=== RECORD EXCERPTS ===
____________________

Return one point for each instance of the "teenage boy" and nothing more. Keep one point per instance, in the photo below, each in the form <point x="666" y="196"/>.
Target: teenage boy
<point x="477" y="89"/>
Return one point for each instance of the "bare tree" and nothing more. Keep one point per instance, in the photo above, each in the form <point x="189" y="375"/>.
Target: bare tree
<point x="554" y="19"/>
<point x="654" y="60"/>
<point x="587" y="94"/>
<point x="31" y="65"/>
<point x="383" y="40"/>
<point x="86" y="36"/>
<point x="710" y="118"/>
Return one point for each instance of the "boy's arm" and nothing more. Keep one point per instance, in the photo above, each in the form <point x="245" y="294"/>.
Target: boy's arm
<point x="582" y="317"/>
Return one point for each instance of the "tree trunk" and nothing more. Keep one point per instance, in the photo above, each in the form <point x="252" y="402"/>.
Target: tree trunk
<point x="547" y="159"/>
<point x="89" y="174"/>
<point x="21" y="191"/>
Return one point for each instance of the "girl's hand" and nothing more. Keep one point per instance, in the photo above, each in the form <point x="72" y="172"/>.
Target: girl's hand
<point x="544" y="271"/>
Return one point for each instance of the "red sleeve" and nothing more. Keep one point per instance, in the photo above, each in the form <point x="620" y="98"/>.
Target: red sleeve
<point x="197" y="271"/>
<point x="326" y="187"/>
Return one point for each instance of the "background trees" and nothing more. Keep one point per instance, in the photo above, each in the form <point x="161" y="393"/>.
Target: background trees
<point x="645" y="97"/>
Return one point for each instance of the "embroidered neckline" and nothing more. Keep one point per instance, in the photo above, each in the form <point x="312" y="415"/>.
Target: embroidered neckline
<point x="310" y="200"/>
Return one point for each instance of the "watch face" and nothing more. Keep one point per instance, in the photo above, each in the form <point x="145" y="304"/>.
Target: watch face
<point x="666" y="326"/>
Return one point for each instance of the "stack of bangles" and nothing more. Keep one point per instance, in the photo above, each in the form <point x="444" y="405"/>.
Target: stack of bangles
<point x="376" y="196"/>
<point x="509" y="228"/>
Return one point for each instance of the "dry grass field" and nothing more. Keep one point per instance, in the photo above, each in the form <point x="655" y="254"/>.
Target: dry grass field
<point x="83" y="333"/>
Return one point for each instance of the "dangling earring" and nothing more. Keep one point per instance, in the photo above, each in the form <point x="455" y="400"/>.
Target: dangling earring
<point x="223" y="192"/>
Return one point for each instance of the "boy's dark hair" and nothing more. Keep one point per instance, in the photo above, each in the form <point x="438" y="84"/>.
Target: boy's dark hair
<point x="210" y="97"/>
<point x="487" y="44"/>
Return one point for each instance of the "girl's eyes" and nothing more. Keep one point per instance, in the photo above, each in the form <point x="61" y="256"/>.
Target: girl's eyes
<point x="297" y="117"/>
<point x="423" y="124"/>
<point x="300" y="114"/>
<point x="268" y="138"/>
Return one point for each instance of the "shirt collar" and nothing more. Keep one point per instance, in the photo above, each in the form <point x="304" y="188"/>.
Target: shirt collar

____________________

=== EXERCISE PROMPT ===
Go through the entries above and report each line with the string "shirt" in it.

=== OUTPUT OF THE EXERCISE ===
Return one point for each instance of the "shirt collar" and nothing more. Keep one point per instance, in the photo above, each in the form <point x="304" y="188"/>.
Target: shirt collar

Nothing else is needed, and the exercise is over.